## Data records
════════

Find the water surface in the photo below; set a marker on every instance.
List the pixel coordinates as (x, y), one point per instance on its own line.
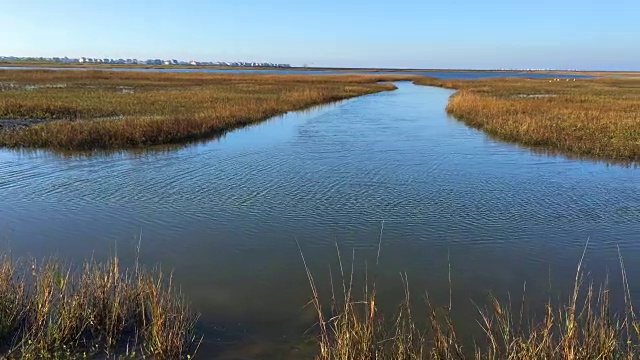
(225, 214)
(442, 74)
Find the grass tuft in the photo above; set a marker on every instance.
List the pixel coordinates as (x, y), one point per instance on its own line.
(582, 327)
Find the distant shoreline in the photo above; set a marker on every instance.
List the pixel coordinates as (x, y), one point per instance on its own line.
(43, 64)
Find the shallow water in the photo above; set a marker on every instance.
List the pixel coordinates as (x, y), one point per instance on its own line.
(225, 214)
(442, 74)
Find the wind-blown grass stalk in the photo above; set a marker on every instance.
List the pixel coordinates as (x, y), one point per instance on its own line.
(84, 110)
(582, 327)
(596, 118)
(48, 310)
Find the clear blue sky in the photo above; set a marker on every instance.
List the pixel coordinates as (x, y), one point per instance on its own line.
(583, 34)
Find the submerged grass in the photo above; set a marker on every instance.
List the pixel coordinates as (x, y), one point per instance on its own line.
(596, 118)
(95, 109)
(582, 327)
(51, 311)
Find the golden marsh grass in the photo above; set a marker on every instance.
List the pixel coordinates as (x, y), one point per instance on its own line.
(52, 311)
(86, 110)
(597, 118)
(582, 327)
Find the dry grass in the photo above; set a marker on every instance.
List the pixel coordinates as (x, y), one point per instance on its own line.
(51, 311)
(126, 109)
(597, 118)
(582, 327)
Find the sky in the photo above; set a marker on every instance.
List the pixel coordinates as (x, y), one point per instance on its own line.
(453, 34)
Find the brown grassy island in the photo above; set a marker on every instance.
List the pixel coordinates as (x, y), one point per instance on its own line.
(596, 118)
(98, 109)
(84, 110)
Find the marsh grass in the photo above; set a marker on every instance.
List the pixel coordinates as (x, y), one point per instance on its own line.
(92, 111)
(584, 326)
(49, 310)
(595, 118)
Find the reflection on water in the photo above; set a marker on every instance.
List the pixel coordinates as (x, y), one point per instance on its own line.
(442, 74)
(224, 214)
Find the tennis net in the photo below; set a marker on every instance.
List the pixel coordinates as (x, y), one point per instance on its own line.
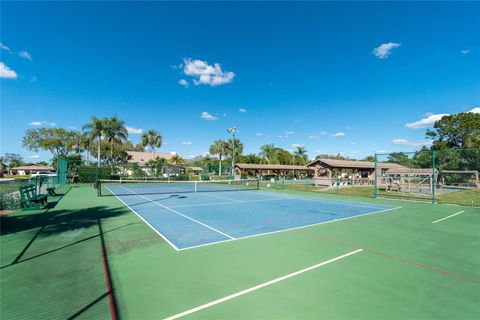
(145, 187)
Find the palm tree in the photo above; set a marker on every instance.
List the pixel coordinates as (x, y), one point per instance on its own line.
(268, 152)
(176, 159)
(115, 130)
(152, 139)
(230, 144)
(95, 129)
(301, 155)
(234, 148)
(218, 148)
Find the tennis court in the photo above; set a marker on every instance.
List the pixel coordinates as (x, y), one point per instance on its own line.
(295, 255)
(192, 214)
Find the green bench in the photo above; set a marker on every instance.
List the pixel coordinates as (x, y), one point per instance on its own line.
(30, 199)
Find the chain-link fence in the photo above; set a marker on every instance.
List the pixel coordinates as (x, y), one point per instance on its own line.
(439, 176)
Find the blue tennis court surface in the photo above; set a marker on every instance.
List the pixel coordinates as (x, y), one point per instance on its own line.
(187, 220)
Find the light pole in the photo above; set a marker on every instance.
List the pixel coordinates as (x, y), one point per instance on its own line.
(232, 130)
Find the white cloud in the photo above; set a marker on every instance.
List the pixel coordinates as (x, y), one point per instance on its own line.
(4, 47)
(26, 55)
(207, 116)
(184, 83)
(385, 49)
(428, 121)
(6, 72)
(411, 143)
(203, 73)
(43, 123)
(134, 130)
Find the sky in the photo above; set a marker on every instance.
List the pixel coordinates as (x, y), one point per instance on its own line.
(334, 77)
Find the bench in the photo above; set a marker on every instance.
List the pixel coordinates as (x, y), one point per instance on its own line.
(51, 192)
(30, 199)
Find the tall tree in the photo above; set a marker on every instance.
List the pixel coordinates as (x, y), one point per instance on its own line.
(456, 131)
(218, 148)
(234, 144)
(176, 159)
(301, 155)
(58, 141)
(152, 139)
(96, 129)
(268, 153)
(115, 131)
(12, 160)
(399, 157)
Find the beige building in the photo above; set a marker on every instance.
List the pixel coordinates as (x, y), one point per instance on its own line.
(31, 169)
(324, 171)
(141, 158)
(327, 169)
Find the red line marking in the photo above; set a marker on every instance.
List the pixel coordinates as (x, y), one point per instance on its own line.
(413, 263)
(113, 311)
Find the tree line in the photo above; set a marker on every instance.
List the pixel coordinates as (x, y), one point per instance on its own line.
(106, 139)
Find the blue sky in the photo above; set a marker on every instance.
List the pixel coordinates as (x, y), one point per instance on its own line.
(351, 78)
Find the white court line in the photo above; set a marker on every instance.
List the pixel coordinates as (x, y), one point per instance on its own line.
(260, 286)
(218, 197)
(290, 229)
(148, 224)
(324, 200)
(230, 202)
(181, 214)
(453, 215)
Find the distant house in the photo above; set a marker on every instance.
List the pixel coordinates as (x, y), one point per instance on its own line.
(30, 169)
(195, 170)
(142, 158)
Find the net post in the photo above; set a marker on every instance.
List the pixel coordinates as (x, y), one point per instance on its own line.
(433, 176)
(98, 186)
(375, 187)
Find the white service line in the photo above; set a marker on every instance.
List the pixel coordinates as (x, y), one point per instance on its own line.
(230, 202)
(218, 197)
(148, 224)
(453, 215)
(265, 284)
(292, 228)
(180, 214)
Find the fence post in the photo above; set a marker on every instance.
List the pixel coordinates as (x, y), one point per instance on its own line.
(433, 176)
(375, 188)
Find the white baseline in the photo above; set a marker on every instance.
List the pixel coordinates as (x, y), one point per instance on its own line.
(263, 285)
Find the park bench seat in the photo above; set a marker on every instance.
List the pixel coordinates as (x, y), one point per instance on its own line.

════════

## Assignment
Return every record exactly. Pictures stay out.

## Solution for this problem
Find the water surface in the photo below; set a marker on every instance.
List the pixel coordinates as (x, y), one point per instance on its own line.
(225, 214)
(442, 74)
Find the grass tuft in the photo above; set a marker on every instance.
List the pixel coordinates as (x, y), one point per instance on its own line.
(582, 327)
Find the distant shoreline in the photo above; set a marker on every instance.
List the pixel coordinates as (x, y), one point per instance on its own line.
(43, 64)
Find the shallow water in the photo above; set a marker on every instance.
List the pixel coordinates as (x, y), one point per instance on its own line.
(225, 214)
(442, 74)
Find the wind-blown grass stalk in the photo above; set a marker on every instance.
List the pixel coordinates as (x, y), one point per instance on its own line.
(84, 110)
(582, 327)
(596, 118)
(48, 310)
Find the clear blue sky in the photo above; set a marker on every instance.
List the pixel coordinates as (x, y), one point per instance on its own line.
(583, 34)
Find the submerged grass in the photo above; set a marker on every instance.
List the pixel coordinates as (x, y), one point per instance on its own line.
(596, 118)
(95, 109)
(582, 327)
(51, 311)
Find the golden marsh grass in the photo above; set a marker on every instance.
List the pixel coordinates as (x, y), one point per instance on its own line.
(52, 311)
(86, 110)
(597, 118)
(582, 327)
Find the dry grass in the photo above; set a marker on every instance.
List the pixel coordinates as (x, y), one point per instance on its own line.
(51, 311)
(126, 109)
(597, 118)
(582, 327)
Find the sky in the photo above; set a marker on every instance.
List the pixel coordinates as (x, y), one point per instance on its own line.
(453, 34)
Find the brown grassy island in the photo above; set a marker on every instance.
List the pixel coordinates as (x, y), one point per instance on its own line.
(596, 118)
(98, 109)
(84, 110)
Find the marsh grass in the photo above; set a marker on every instance.
List the pixel coordinates as (x, y), one point per instance on its own line.
(92, 111)
(584, 326)
(49, 310)
(595, 118)
Find the reflection on water in the photo above; set a marker on every instance.
List the pixel coordinates as (x, y), one point per instance on its own line.
(442, 74)
(224, 214)
Find the tennis net in the photo below; set a marker on every instance.
List the pixel coordinates as (x, y), one point per instance on its own line.
(145, 187)
Find the palm tree in the photo above; set a marker on every instance.
List the pixel coordinates as (x, y), one point per instance on its own line.
(268, 152)
(176, 159)
(115, 130)
(152, 139)
(230, 144)
(95, 129)
(301, 155)
(234, 148)
(218, 148)
Find the tennis court in the photo above; set a marker on every instance.
List the pixel coordinates as (x, y), one point per instance on its own line.
(295, 255)
(192, 214)
Find the green bench in the photo above; set a marker on every instance.
List the pixel coordinates as (x, y), one point per instance on its own line.
(30, 199)
Find the chain-link fence in the photo above; set a marker on every instance.
List the pixel coordinates as (x, y), one point per instance on its own line.
(439, 176)
Find the blue tennis court surface in the photo above; set a marker on every instance.
List the pixel coordinates as (x, y), one point per instance on its own line.
(187, 220)
Find the light pole in the photo above; set a marker on every instance.
List the pixel coordinates as (x, y), one point per instance on its own line.
(232, 130)
Find the white cloud in the photo above; set a marker on every instance.
List the pixel coordinates as (x, y), one point per instance on its own line.
(4, 47)
(26, 55)
(207, 116)
(184, 83)
(385, 49)
(428, 121)
(6, 72)
(411, 143)
(203, 73)
(43, 123)
(134, 130)
Find the sky in the photo above; set a marker on every instance.
List the pixel coordinates as (x, y), one point per instance on its own line.
(334, 77)
Find the bench in the photo above; set a marker on every instance.
List the pixel coordinates as (x, y), one point per instance on its own line.
(51, 192)
(30, 199)
Find the tall tree in the photo above; set a marker on every instance.
List the pixel coordinates as (x, y), one point per instance on its own line.
(456, 131)
(218, 148)
(234, 144)
(176, 159)
(301, 155)
(58, 141)
(152, 139)
(96, 129)
(268, 153)
(115, 131)
(12, 160)
(399, 157)
Find the beige building in the photo above; set a marker on every instance.
List the pixel coordinates as (x, y), one point per instance on its own line.
(31, 169)
(324, 171)
(141, 158)
(327, 169)
Find the red line marking in the photo above; set a marker on every instance.
List the pixel coordinates as (x, y), one point per instance on its own line.
(413, 263)
(113, 311)
Find the tree line in the photo above; set a marker on every instance.
List the pixel coordinates as (x, y), one point per instance on its own line.
(106, 139)
Find the blue sky in the photo above; set a marker on every instance.
List the pixel coordinates as (x, y), one point per instance on its own line.
(351, 78)
Find the white court line in the photo above; set a marker on every instance.
List the pixel coordinates as (x, y), one point per instance on its own line.
(260, 286)
(218, 197)
(290, 229)
(148, 224)
(324, 200)
(230, 202)
(181, 214)
(453, 215)
Find the distant house in the photo above; set a marker on every instance.
List the pixel coordinates as (x, y), one point per instance on its own line.
(30, 169)
(195, 170)
(142, 158)
Find the net post in the photo above; set a marker on every instance.
List the pixel coordinates as (x, y), one point per instance on its own line.
(433, 176)
(98, 186)
(375, 187)
Find the white service line in the photo above; set a marker on every instance.
List the pixel coordinates as (x, y), one point per instance on its own line.
(230, 202)
(218, 197)
(148, 224)
(453, 215)
(265, 284)
(292, 228)
(180, 214)
Find the fence post in the photo above; set a marker on every instance.
List the pixel coordinates as (x, y), one point per instance on its own line.
(433, 176)
(375, 188)
Find the white baseline in the photo above; set a marker on every instance.
List the pixel coordinates as (x, y), one point per instance on its own line.
(263, 285)
Find the park bench seat in the photo above; set a marker on every instance.
List the pixel coordinates as (x, y), one point per instance on its own line.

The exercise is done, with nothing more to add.